» TEXT SHOWN
More application tips
- Rank only hospitals you can see yourself working in. If you've already concluded you absolutely hate a certain town/hospital and you still rank that place, you may very well end up there if your top choices don't work out. It's really pointless (says me, personal opinion) to work in a place that makes you miserable; 3-5 years isn't exactly a short time. Sometimes it's best to scramble into something else.
- Rank them according to how much you like them. And not based on how much you think they like you, or your chances of getting in. If you understand how the match algorithm works, just because you didn't rank a place that is more likely to take you higher does not penalize against you; if your top choice did not accept you, then your next automatically becomes your top choice, and your rank order list carries more weight than theirs. Aim high.
- Along the lines of the above, remember everyone has different values and priorities. So, when ranking the program, do consider the big picture. Don't rank a place just based entirely on prestige. Things like quality of life, size of city, location are factors as well that you need to consider, especially if you're going to be far away from home, loved ones and may become homesick. Talk to family; ask them for their opinion.
- Pray, PRAY really hard to not get any messages on Unmatch Day. But plan to have easy access to emails and a phone on that day, in case you really do have to scramble and make immediate calls to secure a position. Never done it myself but I've been told open spots disappear by the minute. Do not waste time. Especially if you're in the other side of the world- doesn't matter if it's bedtime; WAKE UP and check your emails for word. Don't wait until it's 8 am your end to start calling.
- Though you want to avoid it, being unmatched isn't the end of the world. You can always scramble and though it might not be your top choice, you never know how things may turn out. I know several people who were unmatched, who are now in OB, or GI or some other residency and they're happy doing what they're doing.
- At the end of the interview trail (before the dateline for the Rank Order List) do take the time to send written thank-you notes. Maybe not to all the programs, but certainly most. It's a lot more sincere, polite and leaves a bigger impression, than an email. And eventhough you may sooner end up in the Arctic wearing only your boxers, do show some enthuasiasm in your thank you notes and say something positive about that place that invited you for the interview.

» DATASET EXCERPTS

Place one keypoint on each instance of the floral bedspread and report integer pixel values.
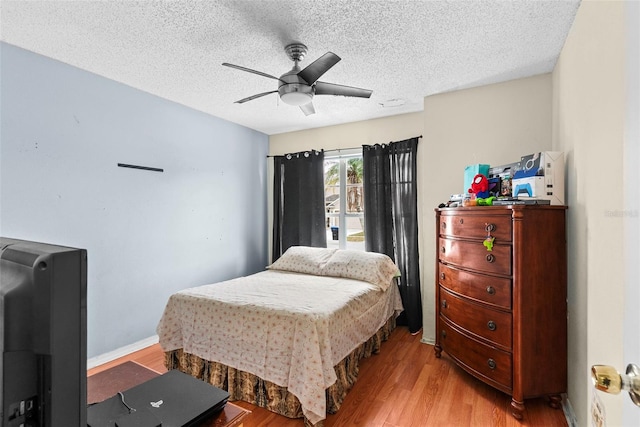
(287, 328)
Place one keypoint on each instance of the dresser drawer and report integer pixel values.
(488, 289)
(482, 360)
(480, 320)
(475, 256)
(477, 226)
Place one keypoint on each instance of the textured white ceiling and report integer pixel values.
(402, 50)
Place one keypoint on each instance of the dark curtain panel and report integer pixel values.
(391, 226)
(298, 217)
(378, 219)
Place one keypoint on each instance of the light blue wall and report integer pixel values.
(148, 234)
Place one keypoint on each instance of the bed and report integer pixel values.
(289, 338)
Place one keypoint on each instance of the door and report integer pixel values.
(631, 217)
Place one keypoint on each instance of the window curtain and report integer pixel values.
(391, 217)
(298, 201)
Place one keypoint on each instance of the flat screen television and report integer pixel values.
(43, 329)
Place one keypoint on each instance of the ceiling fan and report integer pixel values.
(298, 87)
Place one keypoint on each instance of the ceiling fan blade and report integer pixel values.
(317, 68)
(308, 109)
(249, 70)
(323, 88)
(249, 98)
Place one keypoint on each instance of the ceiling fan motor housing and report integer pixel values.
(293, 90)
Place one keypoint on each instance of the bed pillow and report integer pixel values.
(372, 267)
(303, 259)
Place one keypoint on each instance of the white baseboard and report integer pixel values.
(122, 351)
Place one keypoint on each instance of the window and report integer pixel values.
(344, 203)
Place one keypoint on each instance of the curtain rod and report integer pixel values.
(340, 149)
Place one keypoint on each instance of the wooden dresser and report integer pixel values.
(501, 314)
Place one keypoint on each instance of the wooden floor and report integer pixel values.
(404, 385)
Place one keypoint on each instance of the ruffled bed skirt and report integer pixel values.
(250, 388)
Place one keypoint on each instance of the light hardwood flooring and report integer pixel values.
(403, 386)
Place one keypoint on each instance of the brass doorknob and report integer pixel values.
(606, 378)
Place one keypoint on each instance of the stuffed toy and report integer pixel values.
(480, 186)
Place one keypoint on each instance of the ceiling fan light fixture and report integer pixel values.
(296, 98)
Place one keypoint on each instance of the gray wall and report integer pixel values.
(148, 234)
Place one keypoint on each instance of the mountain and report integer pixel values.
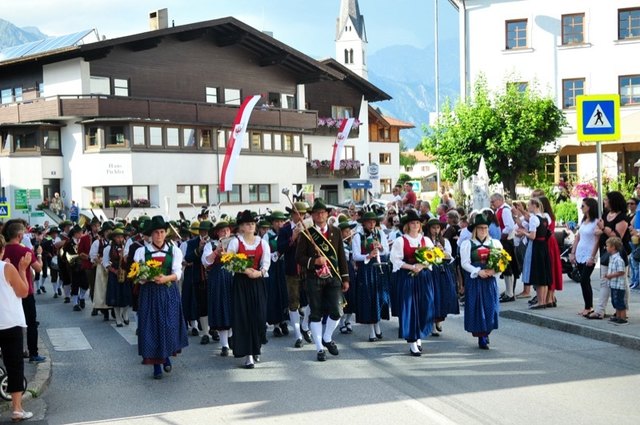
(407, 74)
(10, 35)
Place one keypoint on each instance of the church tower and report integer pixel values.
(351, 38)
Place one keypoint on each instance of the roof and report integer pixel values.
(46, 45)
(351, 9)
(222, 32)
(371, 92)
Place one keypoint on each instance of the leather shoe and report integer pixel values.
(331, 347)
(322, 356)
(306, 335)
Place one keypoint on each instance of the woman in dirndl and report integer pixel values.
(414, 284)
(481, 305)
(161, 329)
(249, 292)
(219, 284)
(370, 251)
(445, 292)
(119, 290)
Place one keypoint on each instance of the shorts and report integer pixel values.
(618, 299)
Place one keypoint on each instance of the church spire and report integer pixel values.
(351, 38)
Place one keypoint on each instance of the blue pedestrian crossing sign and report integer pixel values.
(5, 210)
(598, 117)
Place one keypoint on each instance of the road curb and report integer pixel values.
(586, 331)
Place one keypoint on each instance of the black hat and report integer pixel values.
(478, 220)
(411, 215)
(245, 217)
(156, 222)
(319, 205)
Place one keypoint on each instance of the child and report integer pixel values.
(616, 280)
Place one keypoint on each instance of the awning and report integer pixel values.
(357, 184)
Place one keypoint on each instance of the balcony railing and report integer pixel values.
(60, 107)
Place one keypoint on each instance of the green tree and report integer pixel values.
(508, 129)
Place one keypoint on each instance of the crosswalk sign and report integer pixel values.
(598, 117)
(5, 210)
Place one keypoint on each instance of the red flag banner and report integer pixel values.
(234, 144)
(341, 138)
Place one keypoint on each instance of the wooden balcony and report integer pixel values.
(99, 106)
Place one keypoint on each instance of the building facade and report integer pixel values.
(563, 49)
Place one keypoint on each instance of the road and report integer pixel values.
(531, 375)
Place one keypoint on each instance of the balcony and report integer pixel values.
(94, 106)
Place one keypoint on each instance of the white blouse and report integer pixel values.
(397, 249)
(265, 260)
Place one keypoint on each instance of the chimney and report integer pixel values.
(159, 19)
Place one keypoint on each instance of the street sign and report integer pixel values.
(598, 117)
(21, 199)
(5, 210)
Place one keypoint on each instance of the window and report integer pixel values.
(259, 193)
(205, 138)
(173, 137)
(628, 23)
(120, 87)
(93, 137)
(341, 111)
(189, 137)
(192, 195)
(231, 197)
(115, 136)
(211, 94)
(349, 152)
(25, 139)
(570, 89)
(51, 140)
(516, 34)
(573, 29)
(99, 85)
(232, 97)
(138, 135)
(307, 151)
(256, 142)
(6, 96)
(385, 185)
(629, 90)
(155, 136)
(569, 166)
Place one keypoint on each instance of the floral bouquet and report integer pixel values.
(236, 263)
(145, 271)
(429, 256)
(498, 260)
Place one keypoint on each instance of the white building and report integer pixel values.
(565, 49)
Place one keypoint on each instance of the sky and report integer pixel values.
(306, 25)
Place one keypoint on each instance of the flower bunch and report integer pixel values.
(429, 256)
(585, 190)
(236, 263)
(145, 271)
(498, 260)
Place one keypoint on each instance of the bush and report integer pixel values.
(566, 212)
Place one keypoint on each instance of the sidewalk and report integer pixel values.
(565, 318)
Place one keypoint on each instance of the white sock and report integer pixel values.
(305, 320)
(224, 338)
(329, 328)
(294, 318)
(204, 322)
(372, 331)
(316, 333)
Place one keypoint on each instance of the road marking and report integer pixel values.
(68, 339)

» WORK TASK 1
Rewrite the application tips starting at the words "More application tips" and ending after "theirs. Aim high.", replacing "match algorithm" with "matching process".
» WORK TASK 2
In the application tips, what should be sent at the end of the interview trail, before the deadline for the Rank Order List?

» WRITTEN ANSWER 1
More application tips
- Rank only hospitals you can see yourself working in. If you've already concluded you absolutely hate a certain town/hospital and you still rank that place, you may very well end up there if your top choices don't work out. It's really pointless (says me, personal opinion) to work in a place that makes you miserable; 3-5 years isn't exactly a short time. Sometimes it's best to scramble into something else.
- Rank them according to how much you like them. And not based on how much you think they like you, or your chances of getting in. If you understand how the matching process works, just because you didn't rank a place that is more likely to take you higher does not penalize against you; if your top choice did not accept you, then your next automatically becomes your top choice, and your rank order list carries more weight than theirs. Aim high.

» WRITTEN ANSWER 2
Written thank-you notes.